### Tasks for this exercise
(a) In the passage on vendor compliance standards, at what three points are compliance standard violations detected?
(b) Write the next part of the passage on vendor compliance standards, starting after its final sentence.
Start of Selection
What this is

The compliance clause matrix that governs all active vendor relationships — the specific standards a vendor must meet across product, logistics, financial, and data dimensions. These are the terms that chargebacks enforce.

Purpose

Compliance standards convert informal expectations into measurable, enforceable obligations. A retailer's ability to take a chargeback, dispute a delivery, or claim an allowance depends entirely on whether the standard was documented in advance and agreed to at setup. Compliance standards also provide the data model for vendor smart contracts: each clause is a term that can be encoded, monitored, and enforced programmatically.

Structure

Compliance standards fall into eight dimensions. Each dimension requires a specific agreed value or policy, not a vague commitment:

Product Quality — Acceptance criteria: defect rate threshold, inspection protocol, hazardous recall procedures. Defines what constitutes an acceptable lot and what triggers a return or destruction order.

Availability — Fill rate commitment (percent of ordered units shipped), backorder policy, out-of-stock notification requirements, and lead time guarantees by SKU category.

Net Pricing — Agreed cost per unit at order, including allowances and rebates. Defines how subsequent settlement adjustments (promotional, volume, markdown) are calculated against the base cost.

RTV Policy — Which product categories are eligible for return to vendor, return authorization requirements, credit timing, consolidation method (direct-to-vendor, DC consolidation, third-party consolidation), and handling fee treatment.

Carton Quality and Marking — Carton construction standards, unit load specifications, inner pack counts, barcode placement and format (UPC, GTIN), country-of-origin labeling, and date-code format for perishables.

Transportation and Routing — Carrier requirements, routing guide compliance, FOB terms (Origin vs. Destination), delivery window obligations, appointment scheduling, and documentation requirements (BOL format, packing list).

Discounts and Rebates — Volume rebate schedules (tiered by annual purchase), prompt-pay discounts (e.g., 2/10 net 30), off-invoice allowances, and billback allowance terms. Defines both the rate and the settlement timing.

Marketing Support and Co-op — Co-op advertising fund contribution rate, usage rules (approval requirements, brand standards), accrual method, and claim submission process.

Shared Forecasts and EDI — Whether the vendor receives buyer-level forecast data, the EDI transaction set requirements (850 PO, 855 acknowledgment, 856 ASN, 810 invoice, 852 sales data), and the timeline for EDI onboarding.

Signal

Compliance standard violations are detected at three points: receipt (packing, marking, quantity, quality), invoice matching (pricing, terms), and scorecard period close (fill rate, on-time, ASN accuracy). Each violation type maps to a specific chargeback code.

Consumers

The Receiving module compares inbound shipments against documented standards to flag violations and trigger disposition decisions. The AP module validates invoice terms against agreed payment conditions. The Operations Agent monitors compliance rates by vendor and surfaces violations trending toward chargeback triggers. The smart contract layer encodes agreed terms as on-chain obligations for smart-contract-native vendor relationships.
End of Selection
Start of Listed records
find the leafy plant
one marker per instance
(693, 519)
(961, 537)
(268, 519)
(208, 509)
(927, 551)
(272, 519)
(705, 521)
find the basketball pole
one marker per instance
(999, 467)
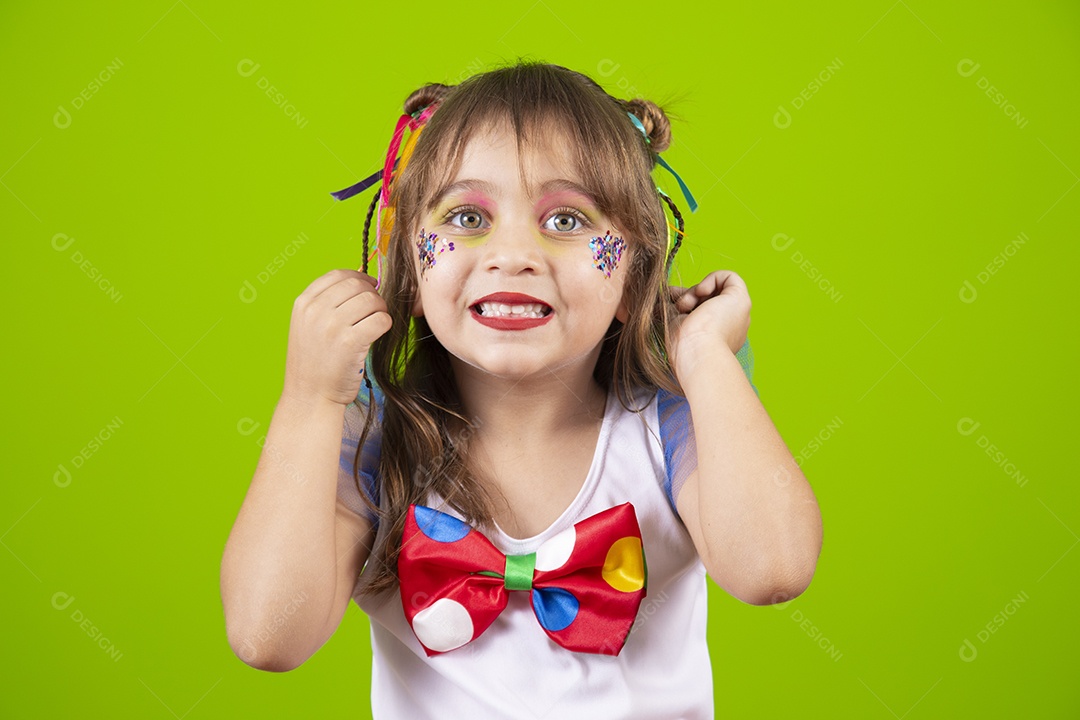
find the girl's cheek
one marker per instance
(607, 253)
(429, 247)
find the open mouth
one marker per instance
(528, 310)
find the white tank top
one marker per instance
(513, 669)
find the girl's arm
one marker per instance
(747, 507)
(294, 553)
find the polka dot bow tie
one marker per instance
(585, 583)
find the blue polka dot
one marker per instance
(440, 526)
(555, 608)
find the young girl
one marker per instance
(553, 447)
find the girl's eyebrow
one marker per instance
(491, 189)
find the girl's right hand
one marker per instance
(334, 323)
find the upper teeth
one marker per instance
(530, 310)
End of Listed records
### Responses to the exercise
(a) At receipt, at invoice matching, and at scorecard period close.

(b)
Invariants

Platform (2030)

Agent mandate: Technical Agent encodes compliance clauses as smart contract terms at vendor setup. Operations Agent monitors the live compliance event stream and detects violations before the scorecard period closes. Business Agent uses compliance data in negotiation preparation and vendor rationalization analysis.

Compliance as Solidity. Each compliance clause in the matrix — fill rate threshold, ASN timing requirement, carton marking standard, co-op usage rule — is encoded as a clause in the vendor's smart contract on the AVAX vendor subnet at setup. The contract IS the compliance agreement, not a PDF. When a compliance event occurs (ASN mismatch at receipt scan, short shipment confirmed by three-way match), the event is submitted to the contract as a transaction. The contract evaluates the clause, records the violation, computes the financial consequence, and updates the occurrence counter — all without human intervention. The vendor sees the same contract state the retailer sees; there is no dispute about what was agreed or whether it happened.

Real-time violation detection. Traditional compliance monitoring is period-based: the scorecard runs at month-end and reveals that a vendor has been non-compliant for four weeks. Operations Agent processes compliance events in real time from the receipt event stream. A fill rate declining across three consecutive shipments surfaces as an alert before it becomes a scorecard failure — when intervention is still possible.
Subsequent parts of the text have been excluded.